_Items listed in a dataset:_
• • • • • • •

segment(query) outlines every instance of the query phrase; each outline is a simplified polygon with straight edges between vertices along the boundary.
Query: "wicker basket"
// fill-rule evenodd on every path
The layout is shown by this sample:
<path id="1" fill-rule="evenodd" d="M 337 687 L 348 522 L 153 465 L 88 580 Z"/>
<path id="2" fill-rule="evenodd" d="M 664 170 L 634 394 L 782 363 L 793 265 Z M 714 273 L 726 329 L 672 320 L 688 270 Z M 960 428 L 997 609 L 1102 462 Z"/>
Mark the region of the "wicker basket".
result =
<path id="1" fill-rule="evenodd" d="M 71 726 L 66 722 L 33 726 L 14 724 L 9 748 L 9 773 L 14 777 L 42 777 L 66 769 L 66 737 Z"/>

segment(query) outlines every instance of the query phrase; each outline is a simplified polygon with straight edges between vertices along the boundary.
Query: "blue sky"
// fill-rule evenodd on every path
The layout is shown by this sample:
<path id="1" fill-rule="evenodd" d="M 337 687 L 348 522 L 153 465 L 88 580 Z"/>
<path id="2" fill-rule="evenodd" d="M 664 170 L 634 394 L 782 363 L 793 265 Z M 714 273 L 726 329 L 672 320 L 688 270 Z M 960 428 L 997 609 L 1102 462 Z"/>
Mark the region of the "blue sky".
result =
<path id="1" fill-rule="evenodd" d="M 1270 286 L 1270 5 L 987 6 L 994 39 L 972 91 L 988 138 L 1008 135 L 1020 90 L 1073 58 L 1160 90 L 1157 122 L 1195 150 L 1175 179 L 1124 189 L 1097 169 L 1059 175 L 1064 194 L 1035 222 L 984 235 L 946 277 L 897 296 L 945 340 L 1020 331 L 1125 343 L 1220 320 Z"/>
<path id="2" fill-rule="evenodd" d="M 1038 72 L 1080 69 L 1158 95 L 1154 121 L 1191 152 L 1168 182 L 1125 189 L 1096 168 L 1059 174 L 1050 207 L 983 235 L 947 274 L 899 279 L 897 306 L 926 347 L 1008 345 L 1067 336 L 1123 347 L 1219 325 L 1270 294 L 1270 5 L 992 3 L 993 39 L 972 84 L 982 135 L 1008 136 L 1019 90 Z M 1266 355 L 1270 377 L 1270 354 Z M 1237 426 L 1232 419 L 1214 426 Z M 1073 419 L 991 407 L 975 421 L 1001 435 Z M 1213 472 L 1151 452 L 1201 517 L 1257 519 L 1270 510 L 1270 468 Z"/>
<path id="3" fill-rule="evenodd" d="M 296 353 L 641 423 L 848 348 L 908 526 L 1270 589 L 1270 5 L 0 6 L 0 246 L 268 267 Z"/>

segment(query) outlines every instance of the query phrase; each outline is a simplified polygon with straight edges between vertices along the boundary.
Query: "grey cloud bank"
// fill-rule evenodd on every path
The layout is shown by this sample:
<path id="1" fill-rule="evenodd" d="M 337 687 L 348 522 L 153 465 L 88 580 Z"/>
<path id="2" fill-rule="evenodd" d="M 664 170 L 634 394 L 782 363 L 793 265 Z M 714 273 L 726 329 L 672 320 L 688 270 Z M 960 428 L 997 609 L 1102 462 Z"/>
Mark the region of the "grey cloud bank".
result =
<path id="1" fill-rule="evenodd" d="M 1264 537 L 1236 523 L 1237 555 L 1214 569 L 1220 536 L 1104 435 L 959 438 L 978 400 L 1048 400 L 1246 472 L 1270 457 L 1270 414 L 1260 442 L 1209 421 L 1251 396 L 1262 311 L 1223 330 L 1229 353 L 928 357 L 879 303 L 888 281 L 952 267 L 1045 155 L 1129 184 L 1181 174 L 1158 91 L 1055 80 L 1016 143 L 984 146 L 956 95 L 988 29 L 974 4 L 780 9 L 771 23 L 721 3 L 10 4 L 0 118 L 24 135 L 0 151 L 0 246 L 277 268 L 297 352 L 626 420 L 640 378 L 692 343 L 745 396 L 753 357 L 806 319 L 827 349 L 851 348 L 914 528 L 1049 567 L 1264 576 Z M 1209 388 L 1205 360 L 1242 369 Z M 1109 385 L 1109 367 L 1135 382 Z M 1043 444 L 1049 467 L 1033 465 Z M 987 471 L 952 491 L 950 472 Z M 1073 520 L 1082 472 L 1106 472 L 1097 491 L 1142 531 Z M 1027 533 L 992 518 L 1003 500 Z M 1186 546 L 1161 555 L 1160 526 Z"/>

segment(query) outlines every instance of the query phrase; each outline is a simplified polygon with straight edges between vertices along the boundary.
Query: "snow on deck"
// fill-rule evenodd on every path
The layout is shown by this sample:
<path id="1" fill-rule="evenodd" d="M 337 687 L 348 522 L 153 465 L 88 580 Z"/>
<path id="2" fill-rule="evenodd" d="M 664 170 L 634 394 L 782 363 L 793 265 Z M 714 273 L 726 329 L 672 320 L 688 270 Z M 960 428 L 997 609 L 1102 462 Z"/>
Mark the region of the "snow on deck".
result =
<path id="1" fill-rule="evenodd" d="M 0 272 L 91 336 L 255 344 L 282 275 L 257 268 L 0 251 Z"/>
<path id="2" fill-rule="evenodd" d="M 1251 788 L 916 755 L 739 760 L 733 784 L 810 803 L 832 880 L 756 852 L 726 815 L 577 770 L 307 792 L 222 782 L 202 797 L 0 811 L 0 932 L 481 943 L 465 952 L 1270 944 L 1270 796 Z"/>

• • • • • • •

_STATED GOAL:_
Extract every line of the listing above that contains the string "bank".

_TASK RESPONSE:_
Query: "grey cloud bank"
Mark the region of the "grey cloud bank".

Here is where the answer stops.